- Exercise task
How many lines in the items below contain the string "pink"? Reply with the number alone.

- Material shown
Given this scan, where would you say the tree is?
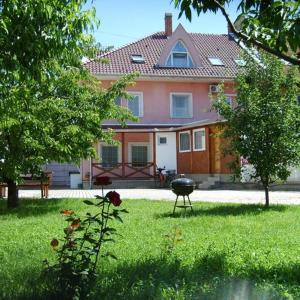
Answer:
[0,0,134,207]
[172,0,300,65]
[214,53,300,206]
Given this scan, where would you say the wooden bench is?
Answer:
[0,173,52,198]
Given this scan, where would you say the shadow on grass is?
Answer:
[95,253,290,300]
[156,204,288,218]
[0,199,60,218]
[0,252,300,300]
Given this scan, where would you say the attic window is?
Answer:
[208,57,224,66]
[234,59,246,67]
[131,54,145,64]
[166,41,194,68]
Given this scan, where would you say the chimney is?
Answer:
[165,13,173,37]
[227,23,234,39]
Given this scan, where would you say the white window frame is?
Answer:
[193,128,206,151]
[127,91,144,118]
[178,130,191,153]
[224,94,236,108]
[128,142,152,168]
[165,40,194,68]
[170,92,193,119]
[99,142,122,169]
[157,135,168,146]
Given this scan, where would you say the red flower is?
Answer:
[96,176,111,185]
[50,239,59,249]
[60,209,74,217]
[106,191,122,206]
[70,218,80,230]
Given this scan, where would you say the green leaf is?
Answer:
[83,200,95,205]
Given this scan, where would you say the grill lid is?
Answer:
[171,178,195,188]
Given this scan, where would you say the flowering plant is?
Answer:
[45,191,127,299]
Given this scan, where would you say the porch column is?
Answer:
[205,127,212,174]
[190,129,194,174]
[152,132,156,176]
[90,158,93,189]
[121,132,125,178]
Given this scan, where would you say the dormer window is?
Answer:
[166,41,194,68]
[131,54,145,64]
[208,57,224,66]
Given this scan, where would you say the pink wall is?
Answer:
[102,81,233,124]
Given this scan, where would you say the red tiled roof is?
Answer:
[85,32,241,78]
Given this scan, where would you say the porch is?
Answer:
[82,130,156,186]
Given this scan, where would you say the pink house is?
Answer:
[81,14,241,188]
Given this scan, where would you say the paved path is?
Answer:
[20,189,300,205]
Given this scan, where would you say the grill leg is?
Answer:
[187,195,193,211]
[173,196,178,215]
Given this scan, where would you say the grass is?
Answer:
[0,199,300,300]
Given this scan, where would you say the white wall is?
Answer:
[287,168,300,182]
[155,132,177,171]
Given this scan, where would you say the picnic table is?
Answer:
[0,172,52,198]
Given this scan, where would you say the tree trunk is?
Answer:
[264,185,269,207]
[7,180,19,208]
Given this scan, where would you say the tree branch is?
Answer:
[213,0,300,65]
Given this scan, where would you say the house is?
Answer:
[81,14,241,185]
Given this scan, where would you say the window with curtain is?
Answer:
[193,128,205,151]
[166,41,194,68]
[179,132,191,152]
[101,145,119,168]
[171,93,193,118]
[127,93,143,117]
[131,145,148,167]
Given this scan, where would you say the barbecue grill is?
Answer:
[171,174,195,214]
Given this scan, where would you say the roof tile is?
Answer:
[85,32,241,78]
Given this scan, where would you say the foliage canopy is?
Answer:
[214,53,300,205]
[173,0,300,65]
[0,0,134,206]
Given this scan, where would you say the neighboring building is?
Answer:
[81,14,241,188]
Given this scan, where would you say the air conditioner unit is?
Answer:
[209,84,219,93]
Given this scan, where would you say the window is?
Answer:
[171,93,193,118]
[127,93,143,117]
[193,128,205,151]
[130,54,145,64]
[166,41,194,68]
[115,97,122,106]
[100,145,119,168]
[208,57,224,66]
[179,131,191,152]
[234,59,246,67]
[131,145,148,167]
[225,96,232,107]
[158,136,167,145]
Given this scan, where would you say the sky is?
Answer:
[86,0,238,48]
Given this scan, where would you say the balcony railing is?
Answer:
[92,162,155,179]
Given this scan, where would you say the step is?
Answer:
[93,178,155,189]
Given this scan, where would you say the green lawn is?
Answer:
[0,199,300,300]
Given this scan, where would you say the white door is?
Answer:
[155,132,177,171]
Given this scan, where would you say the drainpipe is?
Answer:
[90,157,92,189]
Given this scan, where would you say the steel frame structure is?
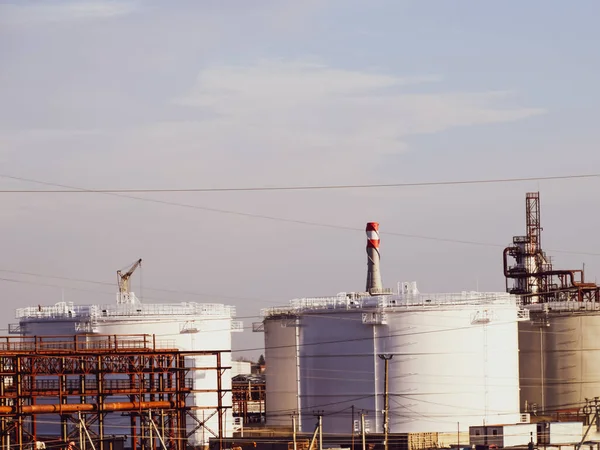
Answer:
[503,192,600,304]
[231,375,266,425]
[0,335,228,450]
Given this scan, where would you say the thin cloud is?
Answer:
[0,1,138,25]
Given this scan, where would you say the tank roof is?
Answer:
[261,282,520,317]
[16,301,236,320]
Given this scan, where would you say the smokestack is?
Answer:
[366,222,383,294]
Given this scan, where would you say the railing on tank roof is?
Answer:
[527,301,600,312]
[0,334,176,352]
[378,291,518,308]
[261,291,518,317]
[16,302,236,319]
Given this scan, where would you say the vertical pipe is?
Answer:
[15,356,24,450]
[350,405,354,450]
[217,352,223,450]
[96,356,104,450]
[365,222,383,294]
[148,410,154,450]
[379,355,394,450]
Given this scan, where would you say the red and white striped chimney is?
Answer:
[366,222,383,293]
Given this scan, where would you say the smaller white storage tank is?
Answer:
[469,423,537,448]
[9,292,243,445]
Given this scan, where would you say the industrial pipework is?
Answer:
[503,192,600,304]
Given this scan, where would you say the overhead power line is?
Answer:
[0,173,600,194]
[0,174,600,256]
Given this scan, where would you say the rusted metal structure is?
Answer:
[232,374,266,425]
[503,192,600,304]
[0,335,227,450]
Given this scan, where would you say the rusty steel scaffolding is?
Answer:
[503,192,600,304]
[0,335,228,450]
[231,375,266,425]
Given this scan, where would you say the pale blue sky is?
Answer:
[0,0,600,358]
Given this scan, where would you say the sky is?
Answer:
[0,0,600,356]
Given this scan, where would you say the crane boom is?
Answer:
[117,258,142,303]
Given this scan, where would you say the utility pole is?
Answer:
[352,405,354,450]
[292,413,298,450]
[360,411,367,450]
[319,414,323,450]
[379,354,394,450]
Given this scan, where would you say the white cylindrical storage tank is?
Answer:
[265,287,527,433]
[299,309,379,433]
[386,293,519,433]
[519,310,600,413]
[264,314,299,428]
[12,293,243,445]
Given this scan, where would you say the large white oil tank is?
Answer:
[10,293,243,445]
[519,302,600,414]
[264,313,300,428]
[263,284,527,433]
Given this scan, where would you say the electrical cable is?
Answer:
[0,173,600,194]
[0,174,600,256]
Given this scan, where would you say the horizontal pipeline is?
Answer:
[0,401,185,415]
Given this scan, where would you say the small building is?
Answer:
[231,360,253,378]
[469,423,538,448]
[536,422,583,446]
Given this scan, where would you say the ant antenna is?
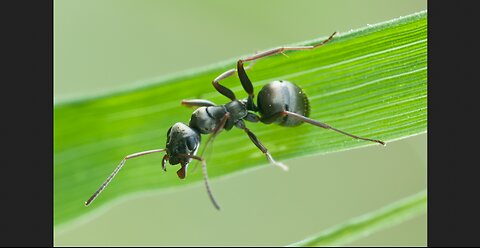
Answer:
[179,154,220,210]
[85,149,166,206]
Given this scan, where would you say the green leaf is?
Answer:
[289,191,427,247]
[54,11,427,229]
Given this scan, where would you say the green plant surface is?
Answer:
[54,11,427,229]
[289,191,427,247]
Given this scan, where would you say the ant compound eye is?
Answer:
[185,136,197,151]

- Output of the task
2